[begin Reading passage]
Thursday, September 30, 2010

Kurt Schwitters - The Cathedral of Erotic Misery

 El Lissitzky, Kurt Schwitters, 1924

Kurt Schwitters (1887-1948) was born in Hanover, Germany, to a well-to-do family. His parents were owners of a ladies' wear shop. From early childhood Schwitters suffered from epileptic seizures, later he said that these experiences led him to art. He attended the Kunstakademie in Dresden from 1909 to 1914 (alongside with Otto Dix and George Grosz). Schwitter's early paintings were mostly landscapes and academic portraits. In 1915 he married Helma Fischer, a teacher. Schwitters began to construct his first Merzbau in 1915, the transformation of six (or possibly more) rooms of the family house in Hannover, Waldhausenstrasse 5. This took place very gradually. Early photos show the Merzbau with a grotto-like surface and various columns and sculptures, possibly referring to similar pieces by Dadaists, including the Great Plasto-Dio-Dada-Drama by Johannes Baader, shown at the First International Dada Fair, Berlin, 1920. Works by Hannah Höch and Raoul Hausmann, amongst others, were incorporated into the installation.


 Kurt Schwitters, The Cathedral of Erotic Misery - Merzbau - Hanover - 1924

Using wood and plaster for the basic structure of the cubistic assemblage, which also included carboard, scraps of metal, old furniture, leftover objects found in garbage bins, and items from his friends, such as Mies van der Rohe's pencil and Sophie Täuber-Arp's brassière. "Everything an artist spits out is art," Schwitters said. The word "Merz" has a variety of associations, starting from "Kommerz" (commerce) to Schmerz (pain) and ausmerzen (to discard). With "Merz", Schwitters defined his own unique movement, "in close artistic friendship with Core dadaism," as he wrote. After the death of his son Gerd, he incorporated his death mask in the Merzbau. Schwitters christened the gigantic work, which eventually extended through several floors and room, The Column and then as his Cathedral of Erotic Misery. Only the gallery owner and critic Herwarth Walden, the architectural historian Sigfried Giedion, and Hans Arp were allowed to see the most secret caves of the Merzbau. His visitors Schwitters greeted with his own onomapoetic language - "the language of the birds" - while sitting on a tree branch. 


 Kurt Schwitters, Merzbau, reconstruction by Peter Bissegger 1981–3 (Sprengel Museum Hanover)

Schwitters was to come into contact with Herwarth Walden after exhibiting expressionist paintings at the Hanover Secession in February 1918, which led directly to meetings with members of the Berlin Avant-garde, including Raoul Hausmann, Hannah Höch and Hans Arp in the autumn of 1918. "I remember the night he introduced himself in the Café des Westens. 'I'm a painter', he said, 'and I nail my pictures together'", Raoul Hausmann later reported. Schwitter's poems and essays were published in Herwarth Walden's Der Sturm magazine. An Anna Blume (1919), Schwitters's first collection of verse, which appeared in the magazine, provoked a strong response. It parodied the high-flown language of love poetry, and was a critical and commercial success; it sold a 13.000 copies.
[end Reading passage]
[begin Rows]
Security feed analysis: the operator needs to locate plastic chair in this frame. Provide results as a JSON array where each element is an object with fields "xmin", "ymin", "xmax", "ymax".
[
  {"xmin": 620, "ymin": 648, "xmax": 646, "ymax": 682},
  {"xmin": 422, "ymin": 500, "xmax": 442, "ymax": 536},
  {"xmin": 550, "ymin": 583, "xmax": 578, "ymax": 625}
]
[end Rows]
_Set exercise 1_
Please reproduce the passage on Kurt Schwitters between "Kurt Schwitters, Merzbau, reconstruction" and "a 13.000 copies.", inclusive, substituting "journal" for "magazine".
_Set exercise 2_
According to the passage on Kurt Schwitters, which school did he attend from 1909 to 1914?

_Exercise output 1_
Kurt Schwitters, Merzbau, reconstruction by Peter Bissegger 1981–3 (Sprengel Museum Hanover)

Schwitters was to come into contact with Herwarth Walden after exhibiting expressionist paintings at the Hanover Secession in February 1918, which led directly to meetings with members of the Berlin Avant-garde, including Raoul Hausmann, Hannah Höch and Hans Arp in the autumn of 1918. "I remember the night he introduced himself in the Café des Westens. 'I'm a painter', he said, 'and I nail my pictures together'", Raoul Hausmann later reported. Schwitter's poems and essays were published in Herwarth Walden's Der Sturm journal. An Anna Blume (1919), Schwitters's first collection of verse, which appeared in the journal, provoked a strong response. It parodied the high-flown language of love poetry, and was a critical and commercial success; it sold a 13.000 copies.

_Exercise output 2_
The Kunstakademie in Dresden.